--- Start Data supplied ---
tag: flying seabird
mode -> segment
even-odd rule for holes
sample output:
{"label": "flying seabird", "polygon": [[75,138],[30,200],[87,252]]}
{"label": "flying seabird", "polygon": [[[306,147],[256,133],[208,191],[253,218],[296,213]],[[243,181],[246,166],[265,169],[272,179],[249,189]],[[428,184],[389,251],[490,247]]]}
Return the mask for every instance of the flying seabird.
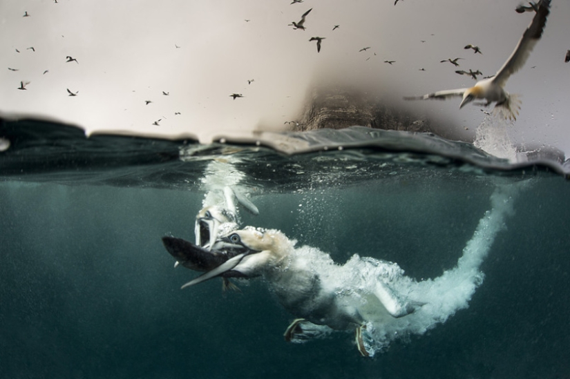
--- End Data supplied ---
Written instruction » Give back every line of the entries above word for word, leaving the pictures out.

Output below »
tag: flying seabird
mode -> segment
even-odd rule for holes
sample output:
{"label": "flying seabird", "polygon": [[75,138],[30,200],[87,252]]}
{"label": "flying seabird", "polygon": [[[306,147],[256,133],[208,191],[253,218],[296,213]],[[243,181],[246,166],[265,169],[272,179],[249,189]],[[428,184],[389,251],[490,247]]]}
Return the mask for every instance of the flying seabird.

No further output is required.